[Point-based annotation data]
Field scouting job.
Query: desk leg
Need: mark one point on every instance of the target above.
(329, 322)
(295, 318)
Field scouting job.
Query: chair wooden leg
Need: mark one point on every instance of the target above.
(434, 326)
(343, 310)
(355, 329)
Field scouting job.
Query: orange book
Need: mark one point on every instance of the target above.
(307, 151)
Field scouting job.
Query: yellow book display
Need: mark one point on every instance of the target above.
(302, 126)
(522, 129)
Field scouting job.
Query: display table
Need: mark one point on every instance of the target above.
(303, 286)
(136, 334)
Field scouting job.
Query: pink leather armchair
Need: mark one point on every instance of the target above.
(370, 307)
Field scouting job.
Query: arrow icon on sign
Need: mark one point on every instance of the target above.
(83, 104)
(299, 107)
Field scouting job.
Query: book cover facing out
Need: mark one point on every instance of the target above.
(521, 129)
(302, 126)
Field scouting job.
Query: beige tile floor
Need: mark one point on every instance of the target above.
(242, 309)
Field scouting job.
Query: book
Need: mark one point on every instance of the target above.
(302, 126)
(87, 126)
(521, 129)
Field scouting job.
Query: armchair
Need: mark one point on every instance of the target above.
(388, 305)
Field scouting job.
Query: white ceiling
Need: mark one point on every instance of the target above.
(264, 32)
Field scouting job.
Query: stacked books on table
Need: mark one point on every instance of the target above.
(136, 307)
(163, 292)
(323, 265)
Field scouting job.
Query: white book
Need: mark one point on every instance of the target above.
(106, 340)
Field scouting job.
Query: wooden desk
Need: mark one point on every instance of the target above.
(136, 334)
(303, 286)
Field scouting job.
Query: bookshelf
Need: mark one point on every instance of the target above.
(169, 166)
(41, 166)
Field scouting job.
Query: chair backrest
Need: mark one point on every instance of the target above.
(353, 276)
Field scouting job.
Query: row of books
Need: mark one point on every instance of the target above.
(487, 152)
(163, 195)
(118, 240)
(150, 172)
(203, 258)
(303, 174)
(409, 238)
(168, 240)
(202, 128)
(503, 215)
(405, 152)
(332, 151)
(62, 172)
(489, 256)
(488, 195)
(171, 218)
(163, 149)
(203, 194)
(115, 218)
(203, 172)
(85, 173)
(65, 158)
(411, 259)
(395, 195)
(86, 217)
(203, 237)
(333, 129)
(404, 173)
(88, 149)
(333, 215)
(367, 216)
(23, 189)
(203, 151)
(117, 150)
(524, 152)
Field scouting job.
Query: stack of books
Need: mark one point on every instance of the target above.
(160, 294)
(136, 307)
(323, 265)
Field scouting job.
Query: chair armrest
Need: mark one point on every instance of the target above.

What is needed –
Please quote the records above exactly, without skipping a line.

Response –
Field scouting job.
Query: desk leg
Need: mark one point on every instance of the target above.
(329, 322)
(295, 318)
Field scouting job.
Query: chair wooden leg
Need: mark one point on every instance of the target above.
(434, 326)
(343, 310)
(355, 329)
Field scouting job.
Query: orange book
Need: mark one point on every instance of the target above.
(307, 151)
Field scouting job.
Query: yellow book display
Need: mark one point on every instance of the target above.
(302, 126)
(522, 129)
Field scouting job.
Query: display table
Need: mark one point on every instance of the target above.
(303, 286)
(136, 334)
Field scouting job.
Query: pink leather armchair
Need: mark one point on every instance of the target above.
(370, 307)
Field scouting job.
Query: arrow icon on sign
Need: mark one point on every instance of the target above.
(83, 104)
(299, 107)
Field scouting job.
Query: book cover facing out
Need: mark one point on every instance of the target above.
(521, 129)
(302, 126)
Field scouting job.
Query: beige tile floor
Need: mark one point on every instance of the target above.
(242, 309)
Field scouting job.
Query: book
Need: mark one point on every instance of the target above.
(302, 126)
(87, 126)
(521, 129)
Field scouting job.
Query: armchair
Need: mark one point on every instance of the target above.
(388, 305)
Field scouting job.
Query: white ceiling
Need: mark one point on every instance of the target above.
(264, 32)
Field scouting job.
Query: stacked books on table
Need: mark one point on every instance of the target above.
(136, 307)
(163, 292)
(323, 265)
Field scouting job.
Query: white book
Need: mark one point on every instance of the target above.
(106, 340)
Field scouting job.
Query: wooden desk
Need: mark one point on every instance of the target above.
(136, 334)
(303, 286)
Field scouting job.
Query: bookshelf
Need: mark one point on every instance of the target above.
(169, 166)
(41, 166)
Field scouting job.
Query: chair backrest
Need: mark one point on every instance of the target above.
(353, 276)
Field scouting job.
Query: row of books
Need: mark one point on every instance of the target above.
(487, 152)
(163, 195)
(118, 240)
(150, 172)
(203, 258)
(303, 174)
(409, 238)
(168, 240)
(202, 128)
(503, 215)
(405, 152)
(332, 151)
(62, 172)
(489, 256)
(488, 195)
(171, 218)
(163, 149)
(203, 194)
(115, 218)
(203, 172)
(85, 173)
(65, 158)
(411, 259)
(395, 195)
(86, 217)
(203, 237)
(333, 129)
(404, 173)
(88, 149)
(333, 215)
(367, 216)
(23, 189)
(203, 151)
(117, 150)
(524, 152)
Field scouting job.
Query: stack of books
Need: mark one point on every instance of the target above.
(160, 294)
(136, 307)
(323, 265)
Field scouting job.
Query: chair armrest
Need: mark one point on every instance of the target above.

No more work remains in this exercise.